=== Begin Enclosure ===

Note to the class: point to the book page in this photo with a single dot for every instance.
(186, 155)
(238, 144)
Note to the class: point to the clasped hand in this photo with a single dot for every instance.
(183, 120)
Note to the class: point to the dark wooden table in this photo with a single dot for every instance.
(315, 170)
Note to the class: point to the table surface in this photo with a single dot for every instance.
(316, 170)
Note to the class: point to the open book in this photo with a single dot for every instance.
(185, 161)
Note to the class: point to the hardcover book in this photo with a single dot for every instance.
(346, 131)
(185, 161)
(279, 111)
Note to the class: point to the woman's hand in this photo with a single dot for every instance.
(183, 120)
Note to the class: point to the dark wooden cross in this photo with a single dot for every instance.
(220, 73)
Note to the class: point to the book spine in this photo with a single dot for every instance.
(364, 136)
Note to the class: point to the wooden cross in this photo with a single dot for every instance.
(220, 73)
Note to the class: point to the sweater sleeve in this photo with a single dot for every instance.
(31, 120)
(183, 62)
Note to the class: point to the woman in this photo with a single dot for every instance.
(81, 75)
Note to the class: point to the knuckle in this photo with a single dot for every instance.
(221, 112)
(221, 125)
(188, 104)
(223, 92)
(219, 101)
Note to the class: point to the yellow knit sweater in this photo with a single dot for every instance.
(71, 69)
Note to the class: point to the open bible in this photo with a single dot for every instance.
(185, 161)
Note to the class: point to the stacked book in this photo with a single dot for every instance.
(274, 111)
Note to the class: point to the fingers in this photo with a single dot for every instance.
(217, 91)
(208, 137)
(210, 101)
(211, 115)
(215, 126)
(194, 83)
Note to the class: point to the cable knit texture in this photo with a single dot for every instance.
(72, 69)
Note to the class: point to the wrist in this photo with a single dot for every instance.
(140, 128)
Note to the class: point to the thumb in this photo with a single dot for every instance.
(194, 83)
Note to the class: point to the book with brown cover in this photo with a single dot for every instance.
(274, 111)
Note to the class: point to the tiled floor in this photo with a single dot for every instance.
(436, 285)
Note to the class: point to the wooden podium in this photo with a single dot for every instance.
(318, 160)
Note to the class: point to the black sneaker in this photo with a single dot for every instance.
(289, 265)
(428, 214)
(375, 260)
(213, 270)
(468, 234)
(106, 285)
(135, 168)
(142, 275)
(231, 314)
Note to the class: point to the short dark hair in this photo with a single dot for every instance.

=== End Enclosure ===

About this exercise:
Copy the lines above, please. Keep them exact.

Result:
Note to the class: point to the book page in this photo with a single dot for every instance.
(186, 155)
(238, 144)
Note to the class: point to the clasped hand in this photo with a single dot for every instance.
(183, 120)
Note to the class: point to the dark wooden table in this photo with a single dot for every instance.
(315, 170)
Note to the class: point to the table surface in this photo with a single dot for every instance.
(316, 170)
Note to the class: point to the open book in this photo with a single dot for every instance.
(185, 161)
Note to the class: point to the hardcover book in this photo with a single dot for every instance.
(346, 131)
(185, 161)
(279, 111)
Note to the class: point to the woman's hand in this photo with a single dot for every instance.
(183, 120)
Note to the class: point to the dark wooden cross in this photo with a single dot for every instance.
(220, 73)
Note to the class: point to the book spine in this photo with a single dot for every instance.
(364, 136)
Note to the class: point to the wooden cross in this photo with a single dot for every instance.
(220, 73)
Note to the class: point to the sweater sleeve in this photo with a single dot for every instance.
(31, 120)
(183, 62)
Note to the class: point to the woman in this photo with a single dot for every instance.
(81, 75)
Note to the class: point to the knuckle in this photo with a single dot for every instance.
(221, 112)
(221, 125)
(188, 104)
(223, 92)
(219, 101)
Note to the class: point to the yellow knit sweater in this photo with a single dot for every instance.
(71, 69)
Note to the class: point to the open bible in this photo with a single dot for every instance.
(185, 161)
Note to the class: point to the stacked book in this photo with a single dot for every instance.
(274, 111)
Note to the class: point to the fingers in this photo with a single dot for every instance.
(217, 91)
(208, 137)
(210, 101)
(211, 115)
(215, 126)
(194, 83)
Note to the class: point to the cable knit texture in this photo with a single dot for every instance.
(72, 69)
Note to the class: point to the wrist in this photo with a single dot for every instance.
(140, 128)
Note to the class: point to the thumb in this photo with a single dot for every instance.
(194, 83)
Note to the class: point to the book with brown cover in this photo with a single dot for every instance.
(274, 111)
Note to the class: point to the tiled floor in this photo with a single dot for every instance.
(436, 285)
Note to the class: point to the wooden podium in this photo with a single dot for every instance.
(318, 160)
Note to the class: point to the black sneaker in this photo with a single dot for every instance.
(289, 265)
(428, 214)
(375, 260)
(213, 270)
(468, 234)
(106, 285)
(135, 168)
(142, 275)
(231, 314)
Note to the class: point to the short dark hair in this photo with a single dot for every instance.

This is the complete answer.